■ Work to complete: Copy out the material below in full, but not its images.

--- BEGIN ---

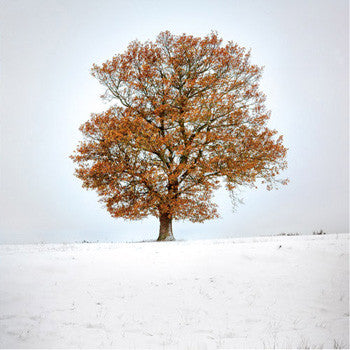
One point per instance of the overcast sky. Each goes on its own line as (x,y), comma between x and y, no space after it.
(47,49)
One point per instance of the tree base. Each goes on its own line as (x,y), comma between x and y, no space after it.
(166,239)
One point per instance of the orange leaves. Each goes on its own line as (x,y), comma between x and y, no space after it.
(187,112)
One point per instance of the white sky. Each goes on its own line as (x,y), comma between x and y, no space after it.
(47,49)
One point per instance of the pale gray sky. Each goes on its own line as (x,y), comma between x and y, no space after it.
(47,49)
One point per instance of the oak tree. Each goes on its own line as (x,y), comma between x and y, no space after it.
(186,116)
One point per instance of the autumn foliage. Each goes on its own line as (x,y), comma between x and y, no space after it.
(186,116)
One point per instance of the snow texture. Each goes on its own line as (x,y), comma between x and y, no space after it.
(267,292)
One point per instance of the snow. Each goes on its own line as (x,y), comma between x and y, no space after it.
(265,292)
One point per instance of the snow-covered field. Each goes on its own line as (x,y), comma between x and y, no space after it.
(266,292)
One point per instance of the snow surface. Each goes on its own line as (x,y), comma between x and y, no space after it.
(266,292)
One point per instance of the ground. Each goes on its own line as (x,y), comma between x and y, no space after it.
(265,292)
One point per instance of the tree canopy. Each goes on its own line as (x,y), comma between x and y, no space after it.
(186,115)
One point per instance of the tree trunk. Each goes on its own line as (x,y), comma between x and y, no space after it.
(165,228)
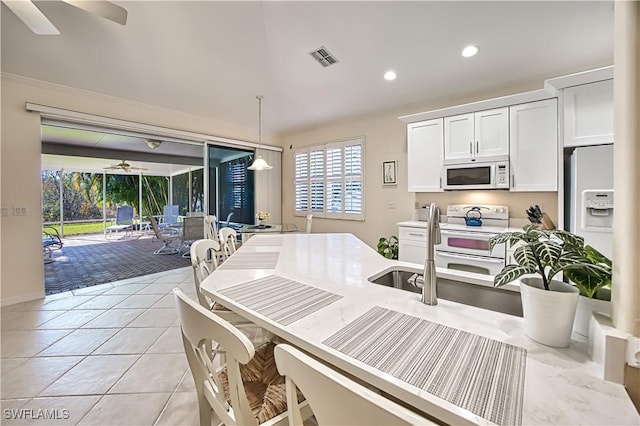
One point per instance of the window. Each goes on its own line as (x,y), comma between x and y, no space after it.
(329,180)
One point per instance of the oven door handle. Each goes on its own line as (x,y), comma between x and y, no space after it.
(466,233)
(471,257)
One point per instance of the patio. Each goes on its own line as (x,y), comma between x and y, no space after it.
(89,260)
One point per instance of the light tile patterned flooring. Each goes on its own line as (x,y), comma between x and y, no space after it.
(109,355)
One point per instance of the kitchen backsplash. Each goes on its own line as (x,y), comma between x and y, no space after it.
(518,202)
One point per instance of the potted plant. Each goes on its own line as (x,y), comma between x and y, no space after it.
(388,247)
(549,305)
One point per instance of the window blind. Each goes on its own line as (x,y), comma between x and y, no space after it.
(329,180)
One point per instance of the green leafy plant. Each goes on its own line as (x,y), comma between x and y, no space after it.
(549,252)
(388,247)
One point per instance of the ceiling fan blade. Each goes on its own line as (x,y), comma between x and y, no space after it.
(106,9)
(32,17)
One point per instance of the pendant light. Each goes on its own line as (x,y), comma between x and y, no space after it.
(259,163)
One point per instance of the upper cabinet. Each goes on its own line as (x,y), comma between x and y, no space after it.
(479,136)
(424,152)
(533,146)
(588,114)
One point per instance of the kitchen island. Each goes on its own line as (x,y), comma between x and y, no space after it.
(546,385)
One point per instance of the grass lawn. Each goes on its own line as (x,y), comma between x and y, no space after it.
(80,228)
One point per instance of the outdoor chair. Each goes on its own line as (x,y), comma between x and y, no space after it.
(228,239)
(166,238)
(192,230)
(211,227)
(169,217)
(50,242)
(124,222)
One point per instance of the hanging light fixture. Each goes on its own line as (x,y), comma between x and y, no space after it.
(259,163)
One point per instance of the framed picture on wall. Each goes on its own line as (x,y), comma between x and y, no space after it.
(389,172)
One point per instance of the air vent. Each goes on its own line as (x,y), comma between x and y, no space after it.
(323,56)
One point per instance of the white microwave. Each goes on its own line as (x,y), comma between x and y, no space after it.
(489,175)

--- END ---

■ Full response:
One point per instance of the overcast sky. Each goes on its own line as (x,y), comma between x and y, no space after it.
(47,49)
One point per instance of the tree base. Each goes on its own line as (x,y), comma between x and y, no space after it.
(166,239)
One point per instance of the orange leaves. Each goes on its own line as (x,y), comma between x and y, no space after it.
(187,112)
One point per instance of the white sky. Each goes on its own line as (x,y), comma between x and y, no space after it.
(47,49)
One point per instance of the pale gray sky. Each goes on its own line as (x,y), comma between x and y, no space after it.
(47,49)
One point per instance of the oak tree. Each goes on its own line as (x,y), comma between x and y, no space after it.
(186,116)
One point per instance of the autumn foliage. Each goes on its own line as (x,y), comma between x and y, no space after it.
(186,116)
One point per instance of the snow texture. Each goes on its own line as (x,y), comma between x and y, no space after it.
(267,292)
One point per instance of the snow. Each goes on its own line as (x,y), comma between x and y, no space after it.
(265,292)
One point per instance of the snow-covered field. Each goes on its own line as (x,y), comma between x and y, no space after it.
(266,292)
One point per instance of the snow surface. Each goes on its own line as (x,y), comma between x and y, no space after it.
(266,292)
One point per instance of the ground. Each goes on its own line as (x,y), comma between x and y, no space after it.
(265,292)
One point per instance of the tree canopy. Each goes on its own line as (x,y), comma between x and y, no space after it.
(186,115)
One point per instance of the tree trunk. Each goes on its own line as (x,y), comma between x and y, no space after it.
(165,228)
One point per instance of the window. Each goes on its own line as (x,y), comma between x and y, no space after it.
(329,180)
One point per instance of the oven door handle. Each goes on its own line as (x,y), comma between x and y, no space after it.
(466,233)
(471,257)
One point per instance of the patio. Each goes on its own line as (x,y), comma between x and y, no space after it.
(89,260)
One point per instance of the light tile patterned flooring. Each goes on its own line as (x,y), comma between x and y, no space after it.
(109,355)
One point per instance of the kitchen backsplash. Each goes on its own line as (x,y), comma between x and y, no space after it.
(518,202)
One point per instance of the potted plant. Each goes on its own line as (x,y), comma between x and y, no space after it.
(388,247)
(549,305)
One point per instance of the window blind. Each goes on its own line as (x,y), comma between x and y, no space after it.
(329,180)
One point per instance of the green leafy plant. Each goes on its own line as (x,y), comma between x and y, no space after it.
(549,252)
(388,247)
One point per instance of the ceiling fan blade. Each goes on its own line as (x,y), comma between x and y, no space after it.
(106,9)
(32,17)
One point per instance of the pendant light. Each goes on its own line as (x,y), comma between x and y, no space after it.
(259,163)
One point per instance of the upper cabinet. Each goes on its own line as (x,y), comma between x and y, no space after it.
(479,136)
(424,152)
(533,146)
(588,114)
One point per instance of the kitchen island. Each goes on its own line as (x,y), comma between x and y, no space after it.
(546,385)
One point per instance of the grass lawn. Each goes on its own line as (x,y), comma between x and y, no space after it.
(80,228)
One point per instance of the outdoor chair. Each goes on its own line as (x,y), comma between x and y, no space after it.
(228,239)
(166,238)
(192,230)
(211,227)
(169,217)
(50,242)
(124,222)
One point per instance of the hanging light fixture. Each goes on its own line as (x,y), comma between x and y, no space after it.
(259,163)
One point per instance of the framed picture on wall. Each goes on its own line as (x,y), comma between x and y, no space after it.
(389,172)
One point per instance of the air vent. Each goes on its own line as (x,y), comma between x and y, no space after it.
(323,56)
One point per instance of the white microwave. Each goes on its own line as (x,y), comma between x and y, no space after it.
(489,175)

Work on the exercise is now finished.